Goal of the exercise ▸ In the copy, include no images. Reproduce the entries exactly.

Supplied data ▸
►
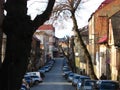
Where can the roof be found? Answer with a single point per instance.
(103, 39)
(104, 3)
(46, 27)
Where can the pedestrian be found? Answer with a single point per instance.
(103, 77)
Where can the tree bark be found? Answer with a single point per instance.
(19, 30)
(90, 64)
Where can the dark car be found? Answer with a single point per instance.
(107, 85)
(87, 85)
(28, 80)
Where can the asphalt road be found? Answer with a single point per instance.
(54, 79)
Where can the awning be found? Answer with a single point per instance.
(103, 39)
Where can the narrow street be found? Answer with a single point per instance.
(54, 79)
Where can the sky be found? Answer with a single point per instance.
(64, 27)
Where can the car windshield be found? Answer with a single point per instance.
(109, 85)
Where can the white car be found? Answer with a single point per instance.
(36, 79)
(35, 76)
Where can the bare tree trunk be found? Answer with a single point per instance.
(19, 30)
(90, 64)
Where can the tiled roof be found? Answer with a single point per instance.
(104, 3)
(46, 27)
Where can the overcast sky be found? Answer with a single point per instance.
(64, 28)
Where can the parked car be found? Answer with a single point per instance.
(66, 74)
(107, 85)
(29, 80)
(70, 77)
(25, 85)
(36, 77)
(81, 81)
(87, 85)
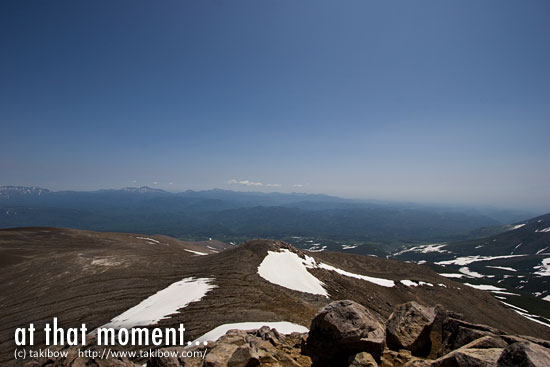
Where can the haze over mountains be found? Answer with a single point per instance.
(233, 215)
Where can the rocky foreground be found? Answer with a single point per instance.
(345, 333)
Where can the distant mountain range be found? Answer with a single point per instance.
(231, 215)
(123, 279)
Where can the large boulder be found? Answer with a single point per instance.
(342, 329)
(457, 333)
(465, 357)
(409, 327)
(363, 359)
(239, 348)
(525, 354)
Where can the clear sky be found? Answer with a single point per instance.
(440, 101)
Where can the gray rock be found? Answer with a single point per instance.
(409, 327)
(418, 363)
(457, 333)
(363, 359)
(469, 358)
(486, 342)
(525, 354)
(342, 329)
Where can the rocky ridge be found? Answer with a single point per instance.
(344, 333)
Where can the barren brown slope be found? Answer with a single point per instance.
(82, 276)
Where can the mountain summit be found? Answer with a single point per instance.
(260, 281)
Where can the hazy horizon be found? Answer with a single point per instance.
(432, 103)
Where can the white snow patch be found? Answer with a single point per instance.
(515, 248)
(380, 281)
(317, 248)
(465, 270)
(349, 247)
(411, 283)
(163, 303)
(451, 275)
(196, 252)
(283, 327)
(424, 249)
(501, 268)
(288, 270)
(505, 293)
(148, 239)
(472, 259)
(485, 287)
(544, 268)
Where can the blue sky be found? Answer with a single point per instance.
(438, 101)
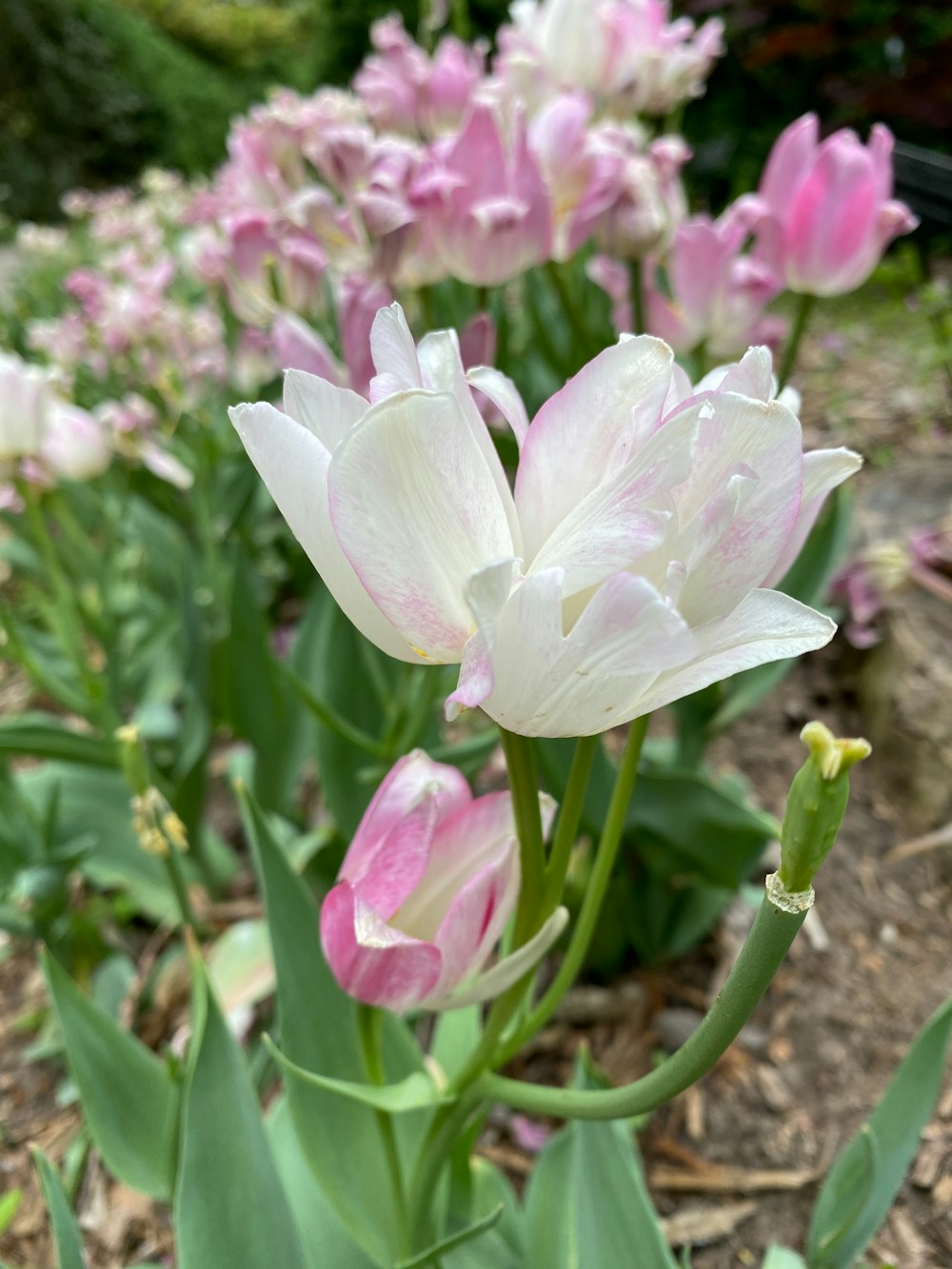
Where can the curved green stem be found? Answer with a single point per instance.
(805, 305)
(771, 936)
(524, 782)
(594, 894)
(569, 819)
(369, 1023)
◄
Output for this task ▸
Where can the roof be found? Answer with a single point per instance.
(103, 39)
(104, 3)
(46, 27)
Where can the pedestrian be found? Answer with a single point per instance.
(103, 77)
Where can the tree bark be found? Answer with a single point per instance.
(19, 30)
(90, 64)
Where can the dark car be found? Answer with a single point per instance.
(107, 85)
(87, 85)
(28, 80)
Where can the asphalt road be found? Answer with a single point per instance.
(54, 79)
Where can the awning be found? Answer with a single point per instance.
(103, 39)
Where can the narrow street be found? Answer with a single point per instance.
(54, 79)
Where can the sky be found? Answer with a single point per instance.
(64, 27)
Where can the car windshield be found? Answer with a single point per instance.
(109, 85)
Where can the white car be found? Answer with a single point per instance.
(36, 79)
(35, 76)
Where can the bare tree trunk be found? Answer with a single point per instance.
(19, 30)
(90, 64)
Where can the tiled roof be found? Answer with a single point per instance.
(104, 3)
(46, 27)
Where can the overcast sky be found? Answer with a single point per instance.
(64, 28)
Where can the parked car be found? Answer with a single point per instance.
(66, 74)
(107, 85)
(29, 80)
(70, 77)
(25, 85)
(36, 77)
(81, 81)
(87, 85)
Where can the haze over mountains be found? Answer with a single point per instance.
(233, 215)
Where can the rocky foreground be found? Answer with a single point per instance.
(345, 333)
Where can the distant mountain range be found? Answer with a single point per instance.
(231, 215)
(123, 279)
Where can the large boulder be found? Answer with a single point per instance.
(342, 329)
(457, 333)
(465, 357)
(409, 327)
(363, 359)
(239, 348)
(525, 354)
Where can the clear sky be found? Answer with a single point per instance.
(440, 101)
Where can the gray rock be found? Answer with a single point per instance.
(409, 327)
(418, 363)
(457, 333)
(363, 359)
(469, 358)
(486, 342)
(525, 354)
(342, 329)
Where can the rocky ridge be found? Answer with a single point per instance.
(344, 333)
Where can the barren brown slope be found? Answer with a single point per instance.
(82, 276)
Where can the mountain summit be found? Answer with a single point per instance.
(260, 281)
Where can the hazy horizon be found? Answer with a single point per instance.
(432, 103)
Where can the white snow patch be found? Answer with a single point per instance.
(515, 248)
(380, 281)
(317, 248)
(465, 270)
(349, 247)
(411, 283)
(163, 303)
(451, 275)
(196, 252)
(283, 327)
(424, 249)
(501, 268)
(288, 270)
(505, 293)
(148, 239)
(472, 259)
(485, 287)
(544, 268)
Where can the blue sky be found? Answer with a single point per instance.
(438, 101)
Where can the curved green stem be found? Answer with a single point per instance.
(805, 305)
(771, 936)
(524, 782)
(594, 894)
(569, 819)
(369, 1023)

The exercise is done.